Document passage:
Tuesday, November 1, 2011

Paul Ehrlich on population

SYDNEY MORNING HERALD

Population growth sees myths reborn



Paul Ehrlich

November 1, 2011


The news that the human population now numbers more than 7 billion -
and the projection that it may grow to 15 billion - has caused the
re-emergence of many ancient population fallacies.

Australia is a centre of one of the most dangerous myths to infect
civilisation: that population and economic growth have no limits. The
"big Australia" fallacy is pushed by unscrupulous developers,
politicians, media moguls and their buddies, who will personally
profit from growth.

In fact, Australian population growth will promote further
destruction of the fragile environment of Australia. And it will
attack global life-support systems by adding more greenhouse
gas-emitting super-consumers to the human population.


Fortunately, most poor and middle-class Australians realise that the
growth boosters will push the costs of further overpopulation onto
them and the rest of Earth's people, while reaping the benefits for
themselves. Indeed, Australia leads all the rich countries in at
least having a debate about population and consumption, and having a
leader such as Dick Smith to galvanise it.

Let's look at some of the silliest ideas. There's the half-baked idea
that overpopulation isn't the problem - it's overconsumption. Yes,
most of humanity's environmental problems trace to too much total
consumption, but that consumption is due to population size and
per-capita consumption.

Population and consumption are no more separable in producing
environmental damage than the length and width of a rectangle can be
separated in producing its area - both are equally important.

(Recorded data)
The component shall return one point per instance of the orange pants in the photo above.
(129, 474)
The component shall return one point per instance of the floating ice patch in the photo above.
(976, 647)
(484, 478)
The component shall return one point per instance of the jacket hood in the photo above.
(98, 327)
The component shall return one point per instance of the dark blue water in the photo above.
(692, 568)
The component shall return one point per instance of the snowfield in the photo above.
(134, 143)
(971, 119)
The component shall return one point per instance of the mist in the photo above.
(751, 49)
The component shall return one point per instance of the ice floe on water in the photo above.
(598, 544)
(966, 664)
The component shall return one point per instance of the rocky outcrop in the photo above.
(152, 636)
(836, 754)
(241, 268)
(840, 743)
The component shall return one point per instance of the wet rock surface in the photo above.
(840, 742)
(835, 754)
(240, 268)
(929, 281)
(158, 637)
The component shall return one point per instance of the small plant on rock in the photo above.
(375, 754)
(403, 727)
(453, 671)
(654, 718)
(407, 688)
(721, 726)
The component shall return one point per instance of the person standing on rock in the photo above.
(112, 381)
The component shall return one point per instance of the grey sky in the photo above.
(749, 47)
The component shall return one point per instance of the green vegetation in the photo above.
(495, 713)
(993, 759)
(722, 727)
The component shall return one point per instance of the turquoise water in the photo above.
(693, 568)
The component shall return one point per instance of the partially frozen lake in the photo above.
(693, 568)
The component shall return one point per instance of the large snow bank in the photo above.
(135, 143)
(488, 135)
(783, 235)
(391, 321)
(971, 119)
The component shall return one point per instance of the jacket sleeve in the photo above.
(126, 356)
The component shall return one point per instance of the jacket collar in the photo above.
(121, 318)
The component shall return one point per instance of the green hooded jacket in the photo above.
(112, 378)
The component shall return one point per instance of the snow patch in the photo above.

Exercises to complete:
1. Decide whether each statement agrees with the population article, answering yes or no and quoting the words that decide it. (a) The human population has passed 7 billion. (b) Most poor and middle-class Australians back the "big Australia" idea. (c) Population counts for more than consumption in causing environmental damage.
2. Summarize the population article in two sentences.

Answers by item:
1.
(a) Yes: "the human population now numbers more than 7 billion"
(b) No: "most poor and middle-class Australians realise that the growth boosters will push the costs of further overpopulation onto them"
(c) No: "both are equally important"

2. The article calls Australia a center of the myth that population and economic growth have no limits, a "big Australia" fallacy pushed by people who will profit from growth, and warns that more growth will further damage Australia's environment and global life-support systems. It rejects the idea that overconsumption rather than overpopulation is the problem, holding that population size and per-capita consumption are equally important in producing environmental damage.